Al poco tiempo alguien quebró el monopolio de los curas, otras almas caritativas instalaron un cine improvisado en un galpón. Pero había que pagar, no mucho pero a veces la mesada no alcanzaba para el creciente vicio. Cuántos chavales nos reuníamos los fines de semana para las funciones dobles, rogando porque alguno de los cuates nos costeara la entrada. Una vez adentro esperábamos ansiosos el milagroso chorro de luz que convirtiera el tiempo en felicidad. Y claro, conocimos los primeros besos en pantalla, aquellas historias románticas que los curas se cuidaban de no proyectar. Gracias a Dios por el cine independiente.
Los años pasaron, ¡ay! la tecnología acabó con nuestra primitiva afición. Llegó la luz eléctrica –permanente, quiero decir- al pueblo, con ella las fuerzas malignas de la oscuridad, los canales de televisión. No más reunión de amigos por la noche, no más titulares en la pizarra del cine de barrio, no más frio a cambio de una velada gozosa. Cada uno a su casa calentita, a esclavizarse de una minúscula caja tonta.

Tus instrucciones
Prosigue el relato sobre el cine del pueblo a partir de su última oración.

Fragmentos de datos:
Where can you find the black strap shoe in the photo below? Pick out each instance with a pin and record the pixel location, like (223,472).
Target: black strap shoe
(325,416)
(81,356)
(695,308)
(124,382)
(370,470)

Tu respuesta
De joven, en la ciudad conocí los verdaderos cines, con ese audio ensordecedor y “envolvente” que llaman. Había que pagar mucho más, pero valía la pena, incluso sacrificando los caprichos en chucherías para ahorrarse la entrada del fin de semana. Era solo llegar a la sala de butacas y acomodarse en el mejor sitio y, hasta que el salón se poblase de gente ya disfrutaba incluso de los trailers de promoción de otras cintas. Nunca iba a los estrenos, no me gusta estar rodeado de gente que cuchichea o de cabezas que me estropeen la mirada. Grandes tiempos aquellos, que como saben no volverán. La tecnología una vez más acabó con el cine; no fue sólo el DVD, sino algo más espurio: la fórmula de Mac Donalds trasladada a las necesidades de entretenimiento.
Poco a poco, las grandes salas enmudecieron y ante la angustia de la ruina, fueron vendidas a precio de saldo para convertirlas en templos del nuevo milenio, donde los profetas de la fe hacen del teatro su vocación. En eso se han transformado los grandes “cines-teatros” de toda la vida, en ceremonias de histeria colectiva, televisadas para engatusar a los incrédulos o en motivo de risa para otros incrédulos. El cine ha muerto, ni Dios inmisericorde lo salvó.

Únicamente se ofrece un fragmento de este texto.